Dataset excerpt
# # # #
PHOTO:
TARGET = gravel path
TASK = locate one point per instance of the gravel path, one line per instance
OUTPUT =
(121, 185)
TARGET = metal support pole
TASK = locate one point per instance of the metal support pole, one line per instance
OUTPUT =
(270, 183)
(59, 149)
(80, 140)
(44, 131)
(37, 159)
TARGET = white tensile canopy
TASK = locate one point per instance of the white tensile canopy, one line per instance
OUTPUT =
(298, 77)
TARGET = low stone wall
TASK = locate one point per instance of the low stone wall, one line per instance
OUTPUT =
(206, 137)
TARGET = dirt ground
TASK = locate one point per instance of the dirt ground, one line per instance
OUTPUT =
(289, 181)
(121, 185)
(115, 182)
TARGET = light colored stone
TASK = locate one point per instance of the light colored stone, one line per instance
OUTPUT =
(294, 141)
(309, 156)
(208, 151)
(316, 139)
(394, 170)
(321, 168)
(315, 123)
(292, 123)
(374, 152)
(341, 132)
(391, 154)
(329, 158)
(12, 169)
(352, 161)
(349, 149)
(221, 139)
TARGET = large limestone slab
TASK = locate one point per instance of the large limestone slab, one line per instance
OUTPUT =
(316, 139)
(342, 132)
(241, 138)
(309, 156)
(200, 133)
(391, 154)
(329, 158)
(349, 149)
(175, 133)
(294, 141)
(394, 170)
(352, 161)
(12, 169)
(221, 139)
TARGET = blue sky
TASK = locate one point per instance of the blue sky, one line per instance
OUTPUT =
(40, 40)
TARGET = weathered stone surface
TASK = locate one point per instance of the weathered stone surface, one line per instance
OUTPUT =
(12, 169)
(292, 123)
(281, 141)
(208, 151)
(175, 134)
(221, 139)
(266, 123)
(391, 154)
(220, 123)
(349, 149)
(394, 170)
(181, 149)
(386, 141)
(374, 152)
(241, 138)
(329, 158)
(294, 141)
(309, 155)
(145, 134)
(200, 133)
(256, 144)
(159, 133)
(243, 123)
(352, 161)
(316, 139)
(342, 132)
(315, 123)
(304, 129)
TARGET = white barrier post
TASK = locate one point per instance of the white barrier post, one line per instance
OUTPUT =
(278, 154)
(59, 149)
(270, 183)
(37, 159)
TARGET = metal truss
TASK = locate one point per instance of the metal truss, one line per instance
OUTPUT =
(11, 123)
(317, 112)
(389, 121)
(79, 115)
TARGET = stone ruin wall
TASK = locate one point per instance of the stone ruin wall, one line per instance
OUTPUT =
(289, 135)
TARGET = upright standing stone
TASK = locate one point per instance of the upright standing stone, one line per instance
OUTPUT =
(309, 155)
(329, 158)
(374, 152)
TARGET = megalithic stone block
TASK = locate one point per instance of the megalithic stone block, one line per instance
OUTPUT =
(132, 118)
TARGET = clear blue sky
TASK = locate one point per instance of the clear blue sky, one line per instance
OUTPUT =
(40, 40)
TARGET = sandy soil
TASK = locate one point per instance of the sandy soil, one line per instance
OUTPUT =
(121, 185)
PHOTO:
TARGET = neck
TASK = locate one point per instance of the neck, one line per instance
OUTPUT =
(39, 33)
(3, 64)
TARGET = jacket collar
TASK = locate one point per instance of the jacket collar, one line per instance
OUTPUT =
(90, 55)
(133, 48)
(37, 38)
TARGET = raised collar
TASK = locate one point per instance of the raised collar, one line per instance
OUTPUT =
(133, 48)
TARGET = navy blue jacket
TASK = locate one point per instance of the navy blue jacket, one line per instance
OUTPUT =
# # # #
Convert every line of the material above into a numbered list, omitting blank lines.

1. PHOTO:
2. TARGET = gravel path
3. TASK = locate one point per instance of the gravel path, one line per instance
4. OUTPUT =
5. (121, 185)
6. TARGET = metal support pole
7. TASK = locate one point per instance of the metal support pole, one line per instance
8. OUTPUT =
9. (270, 183)
10. (59, 149)
11. (80, 140)
12. (44, 131)
13. (37, 159)
14. TARGET = white tensile canopy
15. TASK = locate one point per instance of the white tensile canopy, one line per instance
16. OUTPUT =
17. (298, 77)
18. TARGET = low stone wall
19. TASK = locate one point per instance of the low stone wall, one line per instance
20. OUTPUT =
21. (206, 137)
22. TARGET = dirt ground
23. TASK = locate one point per instance of the dirt ground, one line per instance
24. OUTPUT =
25. (289, 181)
26. (121, 185)
27. (115, 182)
28. TARGET = light colored stone
29. TASK = locate one point per instance of the light colored stone, one line per instance
30. OUTPUT =
31. (294, 141)
32. (309, 156)
33. (208, 151)
34. (316, 139)
35. (394, 170)
36. (321, 168)
37. (315, 123)
38. (292, 123)
39. (374, 152)
40. (341, 132)
41. (391, 154)
42. (329, 158)
43. (12, 169)
44. (352, 161)
45. (349, 149)
46. (221, 139)
47. TARGET = large limestone slab
48. TASK = locate one point per instance of the large limestone slab, one line per instance
49. OUTPUT =
50. (316, 139)
51. (342, 132)
52. (241, 138)
53. (309, 156)
54. (200, 133)
55. (391, 154)
56. (329, 158)
57. (349, 149)
58. (175, 133)
59. (294, 141)
60. (394, 170)
61. (352, 161)
62. (12, 169)
63. (221, 139)
64. TARGET = blue sky
65. TASK = locate one point per instance of the blue sky, one line per instance
66. OUTPUT =
67. (40, 40)
68. TARGET = weathered stone surface
69. TASK = locate one point per instance of the weathered stone surface, one line per instance
70. OUTPUT =
71. (12, 169)
72. (292, 123)
73. (281, 141)
74. (208, 151)
75. (175, 134)
76. (221, 139)
77. (266, 123)
78. (391, 154)
79. (220, 123)
80. (349, 149)
81. (394, 170)
82. (181, 149)
83. (386, 141)
84. (374, 152)
85. (241, 138)
86. (329, 158)
87. (294, 141)
88. (309, 155)
89. (145, 134)
90. (200, 133)
91. (256, 144)
92. (159, 133)
93. (243, 123)
94. (352, 161)
95. (316, 139)
96. (342, 132)
97. (315, 123)
98. (304, 129)
99. TARGET = white barrier post
100. TASK = locate one point per instance of the white barrier post, one line per instance
101. OUTPUT =
102. (278, 154)
103. (59, 149)
104. (270, 183)
105. (37, 159)
106. TARGET = metal truss
107. TASK = locate one point per instance of the metal truss, one line per instance
108. OUTPUT =
109. (11, 123)
110. (317, 112)
111. (389, 121)
112. (79, 115)
113. TARGET = stone ruin wall
114. TASK = locate one point per instance of the stone ruin wall, one line per instance
115. OUTPUT =
116. (289, 135)
117. TARGET = upright standing stone
118. TASK = locate one point per instance of the upright standing stone, one line per instance
119. OUTPUT =
120. (309, 155)
121. (329, 158)
122. (374, 152)
123. TARGET = megalithic stone block
124. TASK = locate one point per instance of the megalithic stone block, one line per instance
125. OUTPUT =
126. (132, 118)
127. TARGET = clear blue sky
128. TASK = locate one point per instance of the clear blue sky, one line per instance
129. OUTPUT =
130. (40, 40)
131. TARGET = sandy soil
132. TASK = locate one point per instance of the sandy soil, one line per instance
133. OUTPUT =
134. (121, 185)
135. PHOTO:
136. TARGET = neck
137. TASK = locate one point per instance of the neck, one line per instance
138. OUTPUT =
139. (39, 33)
140. (3, 64)
141. TARGET = jacket collar
142. TASK = locate one point per instance of the jacket collar, one line per instance
143. OUTPUT =
144. (90, 55)
145. (133, 48)
146. (37, 38)
147. TARGET = raised collar
148. TASK = locate one point per instance of the raised collar, one line per instance
149. OUTPUT =
150. (133, 48)
151. TARGET = navy blue jacket
152. TASK = locate one point per instance of the navy blue jacket, one line per instance
153. OUTPUT =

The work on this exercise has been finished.